(Recorded data)
▼▼▼
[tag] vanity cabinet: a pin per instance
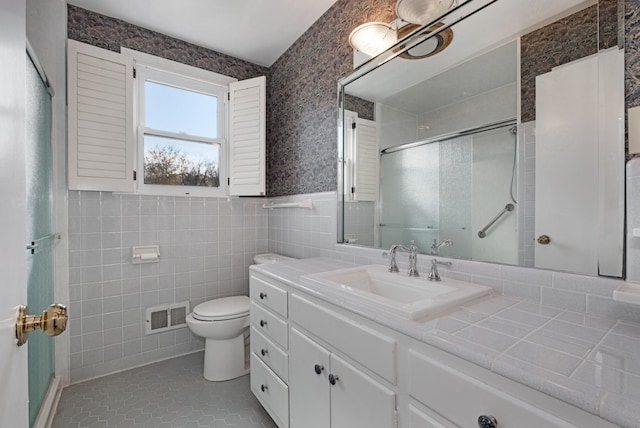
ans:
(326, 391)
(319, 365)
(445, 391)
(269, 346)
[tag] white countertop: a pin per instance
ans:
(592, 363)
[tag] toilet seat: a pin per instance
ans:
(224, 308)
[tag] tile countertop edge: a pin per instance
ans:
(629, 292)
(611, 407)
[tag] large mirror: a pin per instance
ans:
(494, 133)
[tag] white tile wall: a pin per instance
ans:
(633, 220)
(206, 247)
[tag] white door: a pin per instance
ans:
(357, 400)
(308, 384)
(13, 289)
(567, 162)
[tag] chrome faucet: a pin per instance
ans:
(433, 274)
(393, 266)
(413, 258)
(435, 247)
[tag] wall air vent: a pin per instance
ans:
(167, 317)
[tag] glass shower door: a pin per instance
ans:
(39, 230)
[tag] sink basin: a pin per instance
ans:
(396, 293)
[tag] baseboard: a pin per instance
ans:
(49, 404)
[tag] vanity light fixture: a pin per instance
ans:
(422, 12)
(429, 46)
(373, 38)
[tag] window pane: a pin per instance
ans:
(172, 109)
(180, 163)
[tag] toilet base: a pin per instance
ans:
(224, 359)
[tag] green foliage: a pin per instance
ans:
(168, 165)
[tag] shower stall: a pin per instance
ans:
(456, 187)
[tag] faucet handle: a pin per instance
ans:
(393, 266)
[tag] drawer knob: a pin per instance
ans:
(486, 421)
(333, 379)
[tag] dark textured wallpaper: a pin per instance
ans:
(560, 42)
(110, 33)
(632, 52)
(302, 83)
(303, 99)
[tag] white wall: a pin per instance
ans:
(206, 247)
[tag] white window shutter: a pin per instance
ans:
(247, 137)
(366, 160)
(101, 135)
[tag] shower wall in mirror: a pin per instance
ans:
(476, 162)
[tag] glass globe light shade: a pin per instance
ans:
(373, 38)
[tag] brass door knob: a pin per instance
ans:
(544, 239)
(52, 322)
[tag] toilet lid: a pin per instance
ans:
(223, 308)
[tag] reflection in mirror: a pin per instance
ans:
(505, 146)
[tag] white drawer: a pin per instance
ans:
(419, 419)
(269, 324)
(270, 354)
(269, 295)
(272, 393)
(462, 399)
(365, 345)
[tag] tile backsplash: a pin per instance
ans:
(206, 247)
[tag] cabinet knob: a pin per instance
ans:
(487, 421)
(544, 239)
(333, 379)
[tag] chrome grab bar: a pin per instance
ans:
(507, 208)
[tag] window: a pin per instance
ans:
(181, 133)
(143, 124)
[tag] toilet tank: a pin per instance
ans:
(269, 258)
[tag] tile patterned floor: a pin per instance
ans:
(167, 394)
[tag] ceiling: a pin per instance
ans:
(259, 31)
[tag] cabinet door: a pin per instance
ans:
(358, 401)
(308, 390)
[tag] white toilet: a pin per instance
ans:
▲▲▲
Write out the lines of the recorded data word for word, starting with the line that contains "[tag] brass door knob: a pin per instance" and going on through the last line, both ends included.

## Exercise answer
[tag] brass door knob: a pin per instance
ans:
(544, 239)
(52, 322)
[tag] toilet lid: a pin per instance
ans:
(223, 308)
[tag] reflection in mirror: a pin per instance
ans:
(505, 146)
[tag] white drawer: a pin per instance
ans:
(419, 419)
(269, 324)
(270, 354)
(269, 295)
(272, 393)
(462, 399)
(365, 345)
[tag] tile backsplash: a pin per instance
ans:
(206, 247)
[tag] cabinet knob: a pin per instance
ans:
(487, 421)
(544, 239)
(333, 379)
[tag] chrome grab bar: a pin per instance
ans:
(507, 208)
[tag] window: a pin per instance
ans:
(181, 133)
(143, 124)
[tag] toilet tank: a pin per instance
ans:
(269, 258)
[tag] tile patterned floor: a pin per instance
ans:
(167, 394)
[tag] ceiling: a pin per instance
ans:
(259, 31)
[tag] cabinet door: a pin per instance
ans:
(358, 401)
(308, 390)
[tag] white toilet: a pin per instance
ans:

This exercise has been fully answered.